§ **GOAL OF THE EXERCISE**
Copy the lines below, requests included, and shift every bounding box coordinate in the answers up by 26. Begin at the line that has "one seagull beak?" and stop after the line that has "354 43 600 140".
>> begin RECORDS PROVIDED
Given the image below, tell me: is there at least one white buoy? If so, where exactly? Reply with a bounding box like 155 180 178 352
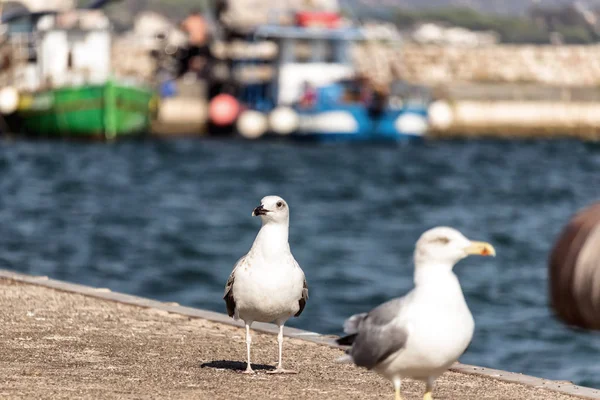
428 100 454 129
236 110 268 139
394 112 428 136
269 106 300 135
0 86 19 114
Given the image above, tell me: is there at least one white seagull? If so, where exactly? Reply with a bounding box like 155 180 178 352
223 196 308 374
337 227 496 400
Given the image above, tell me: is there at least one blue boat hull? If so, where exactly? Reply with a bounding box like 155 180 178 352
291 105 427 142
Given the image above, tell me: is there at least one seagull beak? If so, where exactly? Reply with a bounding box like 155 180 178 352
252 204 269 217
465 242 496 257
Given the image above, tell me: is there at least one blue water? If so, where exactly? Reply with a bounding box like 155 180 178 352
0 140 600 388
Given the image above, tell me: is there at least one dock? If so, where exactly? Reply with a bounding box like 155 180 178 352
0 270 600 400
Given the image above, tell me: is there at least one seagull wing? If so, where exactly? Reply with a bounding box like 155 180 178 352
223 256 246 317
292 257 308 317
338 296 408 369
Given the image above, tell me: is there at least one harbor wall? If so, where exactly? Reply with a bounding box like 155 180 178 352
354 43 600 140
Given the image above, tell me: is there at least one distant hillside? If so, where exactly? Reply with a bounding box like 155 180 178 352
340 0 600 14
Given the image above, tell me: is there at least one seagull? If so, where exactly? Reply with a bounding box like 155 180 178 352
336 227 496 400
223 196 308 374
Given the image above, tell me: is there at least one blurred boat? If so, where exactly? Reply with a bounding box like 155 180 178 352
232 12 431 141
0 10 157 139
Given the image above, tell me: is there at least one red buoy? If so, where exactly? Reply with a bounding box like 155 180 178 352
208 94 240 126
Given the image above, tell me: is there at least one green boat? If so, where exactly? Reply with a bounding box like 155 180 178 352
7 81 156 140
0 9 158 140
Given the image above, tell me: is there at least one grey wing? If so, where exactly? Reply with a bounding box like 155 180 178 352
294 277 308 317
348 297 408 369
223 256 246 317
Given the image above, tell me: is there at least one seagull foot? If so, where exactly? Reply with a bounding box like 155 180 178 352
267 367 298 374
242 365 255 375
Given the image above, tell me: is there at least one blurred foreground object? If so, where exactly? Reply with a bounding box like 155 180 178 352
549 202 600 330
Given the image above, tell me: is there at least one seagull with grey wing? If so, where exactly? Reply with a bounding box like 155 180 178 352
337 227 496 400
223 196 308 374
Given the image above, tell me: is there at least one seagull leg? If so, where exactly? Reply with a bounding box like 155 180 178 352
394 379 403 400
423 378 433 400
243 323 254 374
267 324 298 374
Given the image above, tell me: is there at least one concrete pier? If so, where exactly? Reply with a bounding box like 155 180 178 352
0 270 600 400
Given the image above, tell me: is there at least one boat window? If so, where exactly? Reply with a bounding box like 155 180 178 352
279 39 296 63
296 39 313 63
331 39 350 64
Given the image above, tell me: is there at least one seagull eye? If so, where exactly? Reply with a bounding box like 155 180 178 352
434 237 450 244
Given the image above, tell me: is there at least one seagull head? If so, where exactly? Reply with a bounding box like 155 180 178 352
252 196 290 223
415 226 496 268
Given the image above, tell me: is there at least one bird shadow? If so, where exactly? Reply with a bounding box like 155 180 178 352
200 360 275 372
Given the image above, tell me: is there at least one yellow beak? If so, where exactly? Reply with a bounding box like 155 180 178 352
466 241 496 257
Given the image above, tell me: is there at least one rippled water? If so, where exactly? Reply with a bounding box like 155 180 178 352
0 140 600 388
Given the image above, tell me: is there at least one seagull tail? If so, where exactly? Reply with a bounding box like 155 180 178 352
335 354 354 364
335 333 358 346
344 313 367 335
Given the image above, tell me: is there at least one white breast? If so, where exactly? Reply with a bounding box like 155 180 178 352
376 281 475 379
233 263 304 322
>> end RECORDS PROVIDED
§ **RESPONSE TO THE EXERCISE**
Given the image above, tell me: is there at least one seagull beak? If so, where exactly? Reply with a bounding box like 155 180 178 352
278 230 295 243
491 268 522 283
Given the image above, tell me: is there at least one blue water? If so, where exactly? Reply with a bounding box like 155 180 178 352
26 166 626 414
Given the image above, tell me: is there at least one dock? If so, where exactly? Reply with a bounding box like 155 180 178 352
26 296 626 426
Given the image above, tell me: is there at least one seagull wing? If so, where exactly? Reply with a bounding box like 155 180 178 352
249 282 272 343
318 283 334 343
364 322 434 395
Given the image above, tell me: is there at least one harbor wall? If so, where exactly? Reply with a bounding box like 155 180 178 352
380 69 626 166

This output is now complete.